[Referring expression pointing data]

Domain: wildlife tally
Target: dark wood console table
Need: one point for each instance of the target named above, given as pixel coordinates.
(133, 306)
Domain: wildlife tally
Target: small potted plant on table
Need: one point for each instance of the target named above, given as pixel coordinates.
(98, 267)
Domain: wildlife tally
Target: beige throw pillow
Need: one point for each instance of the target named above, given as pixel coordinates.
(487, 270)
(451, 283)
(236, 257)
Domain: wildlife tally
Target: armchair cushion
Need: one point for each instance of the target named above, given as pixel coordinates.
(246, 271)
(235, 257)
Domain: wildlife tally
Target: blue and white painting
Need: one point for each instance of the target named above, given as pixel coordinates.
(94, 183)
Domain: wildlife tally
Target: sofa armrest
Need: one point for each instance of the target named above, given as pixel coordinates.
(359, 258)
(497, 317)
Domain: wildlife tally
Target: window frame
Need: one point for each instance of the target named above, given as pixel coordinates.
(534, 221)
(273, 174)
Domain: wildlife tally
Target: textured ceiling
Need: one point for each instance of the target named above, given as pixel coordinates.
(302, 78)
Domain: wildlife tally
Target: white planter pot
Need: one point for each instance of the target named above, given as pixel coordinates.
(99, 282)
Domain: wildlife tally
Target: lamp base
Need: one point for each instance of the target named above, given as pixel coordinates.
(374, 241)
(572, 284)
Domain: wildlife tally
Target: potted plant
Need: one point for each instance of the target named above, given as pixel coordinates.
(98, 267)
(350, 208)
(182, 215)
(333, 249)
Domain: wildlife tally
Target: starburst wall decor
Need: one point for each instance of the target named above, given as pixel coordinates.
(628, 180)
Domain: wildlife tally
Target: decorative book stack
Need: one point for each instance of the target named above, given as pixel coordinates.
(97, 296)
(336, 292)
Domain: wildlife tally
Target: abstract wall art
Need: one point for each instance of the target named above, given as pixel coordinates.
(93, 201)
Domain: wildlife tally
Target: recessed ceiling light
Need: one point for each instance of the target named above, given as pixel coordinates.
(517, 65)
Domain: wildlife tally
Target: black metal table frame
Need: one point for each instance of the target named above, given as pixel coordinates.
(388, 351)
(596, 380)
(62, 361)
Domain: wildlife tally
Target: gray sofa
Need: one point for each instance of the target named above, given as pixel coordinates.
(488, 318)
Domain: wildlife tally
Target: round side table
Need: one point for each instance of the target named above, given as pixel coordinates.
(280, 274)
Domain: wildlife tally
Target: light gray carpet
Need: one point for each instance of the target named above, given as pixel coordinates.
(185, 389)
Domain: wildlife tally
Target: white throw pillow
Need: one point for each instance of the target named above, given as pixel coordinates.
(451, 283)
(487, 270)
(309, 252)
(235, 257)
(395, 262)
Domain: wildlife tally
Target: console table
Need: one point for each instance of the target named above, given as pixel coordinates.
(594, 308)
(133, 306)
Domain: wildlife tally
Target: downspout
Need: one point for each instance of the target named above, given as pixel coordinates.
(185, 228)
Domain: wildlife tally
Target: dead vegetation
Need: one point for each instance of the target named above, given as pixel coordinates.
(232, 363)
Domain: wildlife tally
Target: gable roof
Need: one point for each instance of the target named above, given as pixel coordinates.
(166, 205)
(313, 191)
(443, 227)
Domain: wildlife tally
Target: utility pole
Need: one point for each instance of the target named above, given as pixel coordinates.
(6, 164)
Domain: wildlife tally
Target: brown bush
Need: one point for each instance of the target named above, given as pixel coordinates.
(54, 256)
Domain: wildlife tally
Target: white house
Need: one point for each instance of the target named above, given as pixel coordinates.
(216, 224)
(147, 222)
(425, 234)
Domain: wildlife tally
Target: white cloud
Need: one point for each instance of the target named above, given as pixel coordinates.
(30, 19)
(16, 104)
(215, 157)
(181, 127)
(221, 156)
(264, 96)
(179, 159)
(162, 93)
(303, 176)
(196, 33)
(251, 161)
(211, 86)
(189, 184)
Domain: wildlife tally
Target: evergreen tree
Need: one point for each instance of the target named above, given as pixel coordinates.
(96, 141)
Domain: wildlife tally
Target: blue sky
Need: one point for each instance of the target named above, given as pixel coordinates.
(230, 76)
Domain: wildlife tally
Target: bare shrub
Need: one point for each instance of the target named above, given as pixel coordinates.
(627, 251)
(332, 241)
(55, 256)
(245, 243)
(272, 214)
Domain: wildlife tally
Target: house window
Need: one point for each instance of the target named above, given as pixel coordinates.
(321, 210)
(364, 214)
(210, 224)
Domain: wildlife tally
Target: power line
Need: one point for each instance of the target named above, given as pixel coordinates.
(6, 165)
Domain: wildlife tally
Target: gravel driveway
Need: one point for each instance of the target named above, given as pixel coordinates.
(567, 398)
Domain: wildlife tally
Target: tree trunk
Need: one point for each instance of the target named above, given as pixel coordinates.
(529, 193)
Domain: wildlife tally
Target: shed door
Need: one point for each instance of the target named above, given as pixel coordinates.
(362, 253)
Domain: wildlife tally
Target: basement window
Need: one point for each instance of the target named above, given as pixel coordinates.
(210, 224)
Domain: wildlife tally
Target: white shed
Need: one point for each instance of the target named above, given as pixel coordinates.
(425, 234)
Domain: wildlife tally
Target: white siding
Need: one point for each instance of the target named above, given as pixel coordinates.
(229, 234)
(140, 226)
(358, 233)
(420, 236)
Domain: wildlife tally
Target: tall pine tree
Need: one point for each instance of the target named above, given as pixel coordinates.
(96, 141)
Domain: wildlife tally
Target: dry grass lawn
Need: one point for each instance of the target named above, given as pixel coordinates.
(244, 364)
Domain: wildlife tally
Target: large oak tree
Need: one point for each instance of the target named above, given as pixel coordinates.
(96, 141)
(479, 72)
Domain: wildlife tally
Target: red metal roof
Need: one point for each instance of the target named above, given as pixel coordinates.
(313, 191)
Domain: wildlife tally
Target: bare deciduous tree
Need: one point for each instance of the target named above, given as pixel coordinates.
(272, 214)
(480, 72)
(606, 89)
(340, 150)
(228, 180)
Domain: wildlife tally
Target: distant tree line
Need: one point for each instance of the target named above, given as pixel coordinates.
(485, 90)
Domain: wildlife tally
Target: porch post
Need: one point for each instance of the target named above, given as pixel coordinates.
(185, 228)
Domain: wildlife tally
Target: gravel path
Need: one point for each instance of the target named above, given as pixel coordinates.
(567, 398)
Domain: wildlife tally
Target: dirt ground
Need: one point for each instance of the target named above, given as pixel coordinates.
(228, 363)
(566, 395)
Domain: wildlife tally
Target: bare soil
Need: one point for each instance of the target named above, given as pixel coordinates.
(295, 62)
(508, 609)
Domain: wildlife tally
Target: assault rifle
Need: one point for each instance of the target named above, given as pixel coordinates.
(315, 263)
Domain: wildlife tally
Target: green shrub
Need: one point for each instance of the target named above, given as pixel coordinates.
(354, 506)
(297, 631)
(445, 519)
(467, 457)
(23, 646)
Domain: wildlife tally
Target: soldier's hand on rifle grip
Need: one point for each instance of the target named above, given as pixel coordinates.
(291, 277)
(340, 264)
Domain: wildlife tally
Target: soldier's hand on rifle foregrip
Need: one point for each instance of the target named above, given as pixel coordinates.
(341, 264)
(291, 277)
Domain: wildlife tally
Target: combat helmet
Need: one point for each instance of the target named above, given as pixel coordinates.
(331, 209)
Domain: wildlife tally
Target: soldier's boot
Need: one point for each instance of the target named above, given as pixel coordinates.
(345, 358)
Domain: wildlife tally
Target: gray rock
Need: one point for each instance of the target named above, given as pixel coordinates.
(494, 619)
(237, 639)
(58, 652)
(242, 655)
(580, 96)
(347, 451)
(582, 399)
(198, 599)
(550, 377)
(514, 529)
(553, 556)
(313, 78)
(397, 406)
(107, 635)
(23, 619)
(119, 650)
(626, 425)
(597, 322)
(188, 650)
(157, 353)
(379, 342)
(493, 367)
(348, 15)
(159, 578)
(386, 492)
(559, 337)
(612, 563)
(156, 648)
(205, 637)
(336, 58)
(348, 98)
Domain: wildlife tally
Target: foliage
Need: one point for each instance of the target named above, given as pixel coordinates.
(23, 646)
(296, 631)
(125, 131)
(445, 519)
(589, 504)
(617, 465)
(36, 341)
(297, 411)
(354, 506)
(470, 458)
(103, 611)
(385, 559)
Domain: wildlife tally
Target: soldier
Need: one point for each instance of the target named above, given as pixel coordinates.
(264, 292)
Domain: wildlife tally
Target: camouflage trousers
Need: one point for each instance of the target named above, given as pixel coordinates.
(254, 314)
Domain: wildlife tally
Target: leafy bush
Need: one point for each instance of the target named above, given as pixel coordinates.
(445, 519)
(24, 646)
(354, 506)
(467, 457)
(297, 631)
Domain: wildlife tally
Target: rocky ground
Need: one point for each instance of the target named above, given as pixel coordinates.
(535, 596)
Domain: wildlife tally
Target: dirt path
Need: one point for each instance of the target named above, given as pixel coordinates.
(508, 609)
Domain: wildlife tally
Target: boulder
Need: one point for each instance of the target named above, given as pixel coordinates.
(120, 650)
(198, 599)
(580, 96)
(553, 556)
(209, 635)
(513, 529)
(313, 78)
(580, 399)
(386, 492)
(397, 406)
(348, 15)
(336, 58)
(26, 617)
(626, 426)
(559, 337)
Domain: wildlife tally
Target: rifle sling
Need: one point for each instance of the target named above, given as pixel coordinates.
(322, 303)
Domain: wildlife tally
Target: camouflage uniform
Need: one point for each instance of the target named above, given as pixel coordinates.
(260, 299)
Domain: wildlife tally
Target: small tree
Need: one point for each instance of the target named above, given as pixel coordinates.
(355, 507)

**What you need to do:**
Retype exactly the lines of the data above, starting at its first line and finishing with the line that has "Target: beige throw pillow" in it.

**Finished exercise:**
Domain: wildlife tally
Target: dark wood console table
Need: one point for each instance of the target named above, given as pixel coordinates.
(133, 306)
Domain: wildlife tally
Target: small potted plant on table
Need: one point for each instance of the target named above, given as pixel coordinates.
(98, 267)
Domain: wildlife tally
Target: beige throw pillow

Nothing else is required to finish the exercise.